Reading text:
# # # #
SOLRAD 6 (also called SOLRAD 6A) was larger than its SOLRAD/GRAB predecessors: 24 inches in diameter (from 20) and with a nine-inch equatorial band giving the craft an elongated rather than spherical form. The satellite was equipped with six X-ray detecting ion chambers, two more than its predecessors, covering the ranges of 0.1-1.6Å, .5-3Å, 2-6Å, 2-8Å, 8-16Å, and 44-60Å.

==Mission and results==

Launched on June 15, 1963 (COSPAR 1963-021C) via a Thor Augmented Delta-Agena D rocket from Vandenberg AFB with four other satellites, SOLRAD 6 was placed into an incorrect elliptical orbit, its perigee so low that the atmosphere soon caused the satellite to decay from orbit on July 31, 1963.

Because of its short orbital lifetime, SOLRAD 6 returned relatively little data. Moreover, the Sun was very quiet during the satellite's six weeks of operation, and the four Lyman-Alpha photometers capable of registering X-ray emissions with wavelengths shorter than 8Å reported no results. No scientific data were ever published from SOLRAD 6's measurements, and the strip chart recordings of them were no longer available as of 1991.
# # # #
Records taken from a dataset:
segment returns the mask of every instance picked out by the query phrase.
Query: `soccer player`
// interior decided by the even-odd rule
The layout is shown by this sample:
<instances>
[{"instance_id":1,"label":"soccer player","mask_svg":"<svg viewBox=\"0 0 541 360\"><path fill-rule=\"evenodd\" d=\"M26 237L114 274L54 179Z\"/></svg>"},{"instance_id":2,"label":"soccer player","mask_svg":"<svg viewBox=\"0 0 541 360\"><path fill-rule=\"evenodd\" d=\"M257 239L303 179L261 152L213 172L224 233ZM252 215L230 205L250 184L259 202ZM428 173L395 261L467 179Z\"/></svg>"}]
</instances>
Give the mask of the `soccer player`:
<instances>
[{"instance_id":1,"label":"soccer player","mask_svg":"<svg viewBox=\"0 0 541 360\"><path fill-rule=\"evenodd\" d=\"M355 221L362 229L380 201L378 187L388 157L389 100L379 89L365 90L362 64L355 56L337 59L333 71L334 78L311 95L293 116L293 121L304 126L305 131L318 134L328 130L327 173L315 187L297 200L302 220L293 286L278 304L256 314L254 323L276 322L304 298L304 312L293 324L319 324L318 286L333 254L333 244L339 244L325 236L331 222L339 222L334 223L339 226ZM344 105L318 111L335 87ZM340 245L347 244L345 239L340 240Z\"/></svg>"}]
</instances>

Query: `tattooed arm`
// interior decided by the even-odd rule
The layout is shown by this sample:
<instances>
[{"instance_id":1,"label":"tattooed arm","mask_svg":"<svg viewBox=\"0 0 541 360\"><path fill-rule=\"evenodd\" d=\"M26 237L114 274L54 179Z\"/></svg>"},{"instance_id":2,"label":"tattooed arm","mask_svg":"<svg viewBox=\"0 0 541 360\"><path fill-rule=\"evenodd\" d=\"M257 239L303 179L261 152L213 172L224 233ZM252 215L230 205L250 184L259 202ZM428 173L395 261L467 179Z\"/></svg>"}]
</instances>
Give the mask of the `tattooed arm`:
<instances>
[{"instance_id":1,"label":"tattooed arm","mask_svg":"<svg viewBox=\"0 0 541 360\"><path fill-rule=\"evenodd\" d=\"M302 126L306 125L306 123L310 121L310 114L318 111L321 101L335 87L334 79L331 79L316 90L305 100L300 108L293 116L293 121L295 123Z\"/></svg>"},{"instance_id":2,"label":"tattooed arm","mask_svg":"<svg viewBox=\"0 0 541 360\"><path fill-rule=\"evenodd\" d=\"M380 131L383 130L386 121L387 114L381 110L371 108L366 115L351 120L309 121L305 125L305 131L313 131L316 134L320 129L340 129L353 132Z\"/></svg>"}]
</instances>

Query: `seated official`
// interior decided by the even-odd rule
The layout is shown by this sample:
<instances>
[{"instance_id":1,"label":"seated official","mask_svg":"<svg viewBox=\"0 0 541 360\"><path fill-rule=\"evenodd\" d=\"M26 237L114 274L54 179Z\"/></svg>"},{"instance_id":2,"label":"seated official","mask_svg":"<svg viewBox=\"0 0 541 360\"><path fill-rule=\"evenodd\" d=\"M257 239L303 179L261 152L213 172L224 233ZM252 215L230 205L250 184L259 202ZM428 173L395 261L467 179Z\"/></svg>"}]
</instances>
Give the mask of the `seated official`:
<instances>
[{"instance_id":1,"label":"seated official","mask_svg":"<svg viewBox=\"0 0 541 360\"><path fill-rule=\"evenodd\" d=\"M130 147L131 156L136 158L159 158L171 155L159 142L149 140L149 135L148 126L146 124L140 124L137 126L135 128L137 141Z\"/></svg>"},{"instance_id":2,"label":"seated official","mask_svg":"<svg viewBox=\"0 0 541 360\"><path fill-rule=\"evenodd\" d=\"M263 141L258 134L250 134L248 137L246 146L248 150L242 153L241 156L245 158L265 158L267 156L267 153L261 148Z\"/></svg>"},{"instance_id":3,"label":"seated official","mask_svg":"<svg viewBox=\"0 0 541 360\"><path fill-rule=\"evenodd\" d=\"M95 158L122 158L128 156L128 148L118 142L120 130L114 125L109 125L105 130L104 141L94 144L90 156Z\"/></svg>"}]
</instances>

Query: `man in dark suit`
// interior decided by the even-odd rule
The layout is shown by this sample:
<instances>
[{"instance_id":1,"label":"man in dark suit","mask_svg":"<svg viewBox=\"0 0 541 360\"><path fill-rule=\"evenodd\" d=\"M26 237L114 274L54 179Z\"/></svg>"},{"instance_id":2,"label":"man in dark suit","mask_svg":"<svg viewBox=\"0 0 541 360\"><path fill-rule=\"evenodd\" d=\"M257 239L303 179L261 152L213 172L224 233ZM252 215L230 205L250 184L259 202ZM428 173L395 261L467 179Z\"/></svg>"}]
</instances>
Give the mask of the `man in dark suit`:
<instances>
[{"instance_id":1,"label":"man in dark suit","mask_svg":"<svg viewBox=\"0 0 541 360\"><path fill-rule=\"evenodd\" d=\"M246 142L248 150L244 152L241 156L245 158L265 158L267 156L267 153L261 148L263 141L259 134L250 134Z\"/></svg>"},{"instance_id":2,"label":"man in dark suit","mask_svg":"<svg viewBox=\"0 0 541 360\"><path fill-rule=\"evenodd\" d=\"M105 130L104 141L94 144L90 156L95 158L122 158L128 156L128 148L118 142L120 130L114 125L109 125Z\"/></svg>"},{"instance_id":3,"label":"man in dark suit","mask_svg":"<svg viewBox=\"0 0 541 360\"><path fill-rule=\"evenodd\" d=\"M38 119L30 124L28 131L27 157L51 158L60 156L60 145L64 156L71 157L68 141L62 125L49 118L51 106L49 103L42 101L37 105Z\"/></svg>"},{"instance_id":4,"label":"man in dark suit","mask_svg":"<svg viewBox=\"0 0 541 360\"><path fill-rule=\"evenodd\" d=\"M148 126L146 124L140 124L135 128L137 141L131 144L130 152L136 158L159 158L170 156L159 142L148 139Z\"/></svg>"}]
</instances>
# # # #
Tasks to carry out:
A. Rewrite the SOLRAD 6 passage from "Launched on June" through "as of 1991.", swapping "quiet" for "calm".
B. Answer these from the SOLRAD 6 passage:
(i) What was the diameter of SOLRAD 6?
(ii) On what date was it launched?
(iii) On what date did it decay from orbit?
None of the data is used here.

Answers to this exercise:
A.
Launched on June 15, 1963 (COSPAR 1963-021C) via a Thor Augmented Delta-Agena D rocket from Vandenberg AFB with four other satellites, SOLRAD 6 was placed into an incorrect elliptical orbit, its perigee so low that the atmosphere soon caused the satellite to decay from orbit on July 31, 1963.

Because of its short orbital lifetime, SOLRAD 6 returned relatively little data. Moreover, the Sun was very calm during the satellite's six weeks of operation, and the four Lyman-Alpha photometers capable of registering X-ray emissions with wavelengths shorter than 8Å reported no results. No scientific data were ever published from SOLRAD 6's measurements, and the strip chart recordings of them were no longer available as of 1991.

B.
(i) 24 inches
(ii) June 15, 1963
(iii) July 31, 1963